(Photo-based referring expression data)
* * *
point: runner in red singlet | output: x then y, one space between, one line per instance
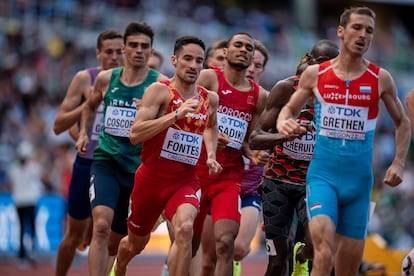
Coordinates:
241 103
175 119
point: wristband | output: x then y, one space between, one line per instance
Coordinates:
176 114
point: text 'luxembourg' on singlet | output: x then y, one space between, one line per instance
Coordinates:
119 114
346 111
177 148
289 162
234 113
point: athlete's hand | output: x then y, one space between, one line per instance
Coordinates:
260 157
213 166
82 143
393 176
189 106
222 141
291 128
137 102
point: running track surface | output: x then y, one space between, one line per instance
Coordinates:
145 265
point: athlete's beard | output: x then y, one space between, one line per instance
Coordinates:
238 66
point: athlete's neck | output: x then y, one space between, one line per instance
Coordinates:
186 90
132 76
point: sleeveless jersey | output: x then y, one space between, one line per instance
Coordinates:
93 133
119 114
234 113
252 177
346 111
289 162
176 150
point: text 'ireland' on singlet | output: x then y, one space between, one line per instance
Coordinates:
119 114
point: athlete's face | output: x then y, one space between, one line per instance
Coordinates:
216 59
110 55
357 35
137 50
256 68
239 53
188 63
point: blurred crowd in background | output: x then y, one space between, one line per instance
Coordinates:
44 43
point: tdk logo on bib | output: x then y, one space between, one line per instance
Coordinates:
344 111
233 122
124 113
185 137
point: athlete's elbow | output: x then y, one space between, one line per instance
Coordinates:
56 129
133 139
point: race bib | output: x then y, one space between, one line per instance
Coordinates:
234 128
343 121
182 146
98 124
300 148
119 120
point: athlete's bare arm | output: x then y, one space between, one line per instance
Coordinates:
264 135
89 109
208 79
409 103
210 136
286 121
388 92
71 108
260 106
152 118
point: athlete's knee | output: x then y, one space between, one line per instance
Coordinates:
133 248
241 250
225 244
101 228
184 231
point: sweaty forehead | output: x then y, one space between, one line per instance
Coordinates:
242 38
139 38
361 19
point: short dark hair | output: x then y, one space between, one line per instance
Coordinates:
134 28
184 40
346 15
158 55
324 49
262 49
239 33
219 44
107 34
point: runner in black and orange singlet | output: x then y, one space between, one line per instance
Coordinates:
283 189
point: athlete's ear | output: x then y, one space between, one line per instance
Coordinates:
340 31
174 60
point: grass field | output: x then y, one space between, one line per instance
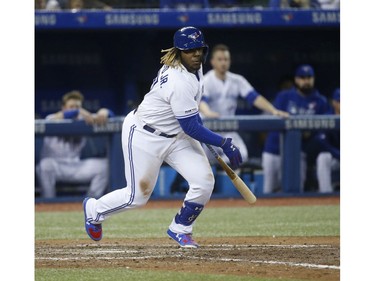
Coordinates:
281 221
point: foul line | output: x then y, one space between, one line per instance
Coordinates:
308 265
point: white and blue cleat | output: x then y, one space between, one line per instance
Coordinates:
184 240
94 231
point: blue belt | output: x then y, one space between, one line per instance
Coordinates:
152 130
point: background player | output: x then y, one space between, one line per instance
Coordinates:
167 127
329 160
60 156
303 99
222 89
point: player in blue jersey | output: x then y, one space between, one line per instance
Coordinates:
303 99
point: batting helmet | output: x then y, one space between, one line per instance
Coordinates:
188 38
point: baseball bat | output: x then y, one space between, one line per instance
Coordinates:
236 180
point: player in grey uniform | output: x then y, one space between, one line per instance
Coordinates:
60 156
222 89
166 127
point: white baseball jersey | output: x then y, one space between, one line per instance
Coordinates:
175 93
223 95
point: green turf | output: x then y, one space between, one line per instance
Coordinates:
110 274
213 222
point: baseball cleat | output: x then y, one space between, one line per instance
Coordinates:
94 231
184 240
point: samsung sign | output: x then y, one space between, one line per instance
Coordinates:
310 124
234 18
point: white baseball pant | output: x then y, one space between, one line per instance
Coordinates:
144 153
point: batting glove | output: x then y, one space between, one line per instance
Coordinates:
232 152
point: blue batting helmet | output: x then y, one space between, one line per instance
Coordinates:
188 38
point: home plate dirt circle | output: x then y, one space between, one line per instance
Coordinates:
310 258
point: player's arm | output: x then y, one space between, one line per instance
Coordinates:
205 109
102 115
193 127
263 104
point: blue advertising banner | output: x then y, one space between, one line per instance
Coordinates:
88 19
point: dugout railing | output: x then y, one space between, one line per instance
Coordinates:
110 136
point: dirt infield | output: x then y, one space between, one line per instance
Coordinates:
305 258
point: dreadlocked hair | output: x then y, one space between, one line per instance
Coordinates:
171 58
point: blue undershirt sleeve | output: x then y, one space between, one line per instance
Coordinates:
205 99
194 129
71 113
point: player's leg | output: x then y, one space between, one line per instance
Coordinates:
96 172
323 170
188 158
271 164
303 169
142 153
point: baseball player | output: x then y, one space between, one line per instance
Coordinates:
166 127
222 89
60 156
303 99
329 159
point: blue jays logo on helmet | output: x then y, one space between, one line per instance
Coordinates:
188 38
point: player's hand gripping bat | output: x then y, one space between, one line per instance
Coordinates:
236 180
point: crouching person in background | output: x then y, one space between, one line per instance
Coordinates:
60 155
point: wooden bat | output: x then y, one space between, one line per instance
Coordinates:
* * *
What to produce
The expected answer is each line of the records above that includes the string "runner".

Reply to the exercise
point: runner in red singlet | output: x then y, one space between, one line per instance
point: runner in black and orange singlet | output: x then y, one space between, one line per instance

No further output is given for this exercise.